§ What is needed: Word for word, restate the entries below, but exclude the images.

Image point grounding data
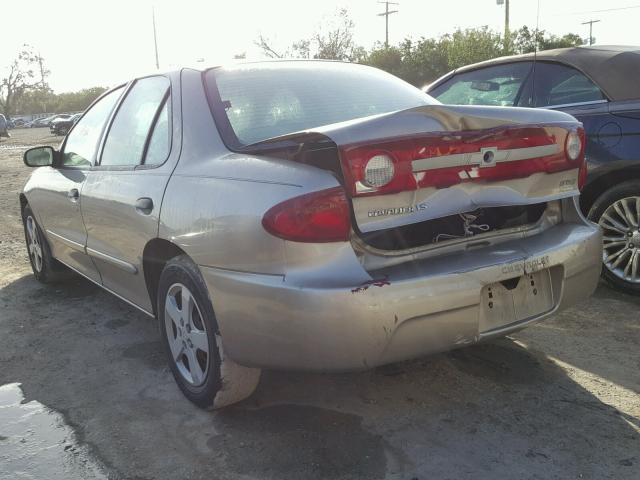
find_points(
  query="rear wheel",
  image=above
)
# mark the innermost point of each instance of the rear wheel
(192, 340)
(617, 211)
(45, 268)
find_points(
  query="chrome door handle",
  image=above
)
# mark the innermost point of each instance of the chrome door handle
(73, 194)
(144, 205)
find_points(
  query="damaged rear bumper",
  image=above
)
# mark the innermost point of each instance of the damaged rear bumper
(407, 311)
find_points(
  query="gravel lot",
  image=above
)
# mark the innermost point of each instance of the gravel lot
(557, 401)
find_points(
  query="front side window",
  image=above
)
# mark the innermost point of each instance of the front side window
(265, 101)
(82, 143)
(500, 85)
(557, 84)
(127, 137)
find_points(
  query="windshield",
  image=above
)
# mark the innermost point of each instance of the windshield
(256, 102)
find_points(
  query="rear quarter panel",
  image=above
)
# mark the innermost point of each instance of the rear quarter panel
(215, 199)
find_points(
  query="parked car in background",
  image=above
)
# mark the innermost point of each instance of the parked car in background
(312, 215)
(61, 126)
(599, 86)
(60, 116)
(40, 122)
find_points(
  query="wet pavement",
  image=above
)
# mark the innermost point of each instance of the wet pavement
(35, 443)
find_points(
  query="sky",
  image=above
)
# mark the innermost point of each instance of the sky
(96, 43)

§ Written reply:
find_points(
  query="rear wheel",
  image=above
)
# mark the innermost point of each instance of the rear wheel
(192, 340)
(617, 211)
(45, 268)
find_points(
  query="chrome door handle",
  image=above
)
# mark the innermost point of each instance of the chrome door handle
(73, 194)
(144, 205)
find_points(
  query="damaged rear bumper",
  image=above
)
# mark the innermost point of each instance of the damaged rear bumper
(407, 311)
find_points(
  query="gravel lot",
  image=above
)
# mark the innermost point of each instance of the gravel lot
(557, 401)
find_points(
  query="front side window",
  image=above
)
# mark the innermost point of each instance of the front side window
(265, 101)
(82, 143)
(500, 85)
(557, 84)
(127, 137)
find_points(
  query="windshield",
  image=above
)
# mark the innermost point of each instance of the windshield
(256, 102)
find_points(
  query="rear quarter panel",
  image=above
)
# mark the innermost point of each instance of the rear quarter panel
(215, 199)
find_points(
  query="parked car in background",
  image=above
)
# mark the innermost point of each instance of the parked car in background
(312, 215)
(61, 126)
(599, 86)
(60, 116)
(40, 122)
find_points(
  query="wet pavement",
  image=above
)
# mark the innermost point of each instance of the wet pavement
(35, 443)
find_points(
  query="sky",
  image=above
)
# mark the innermost point of each instance of the sky
(96, 43)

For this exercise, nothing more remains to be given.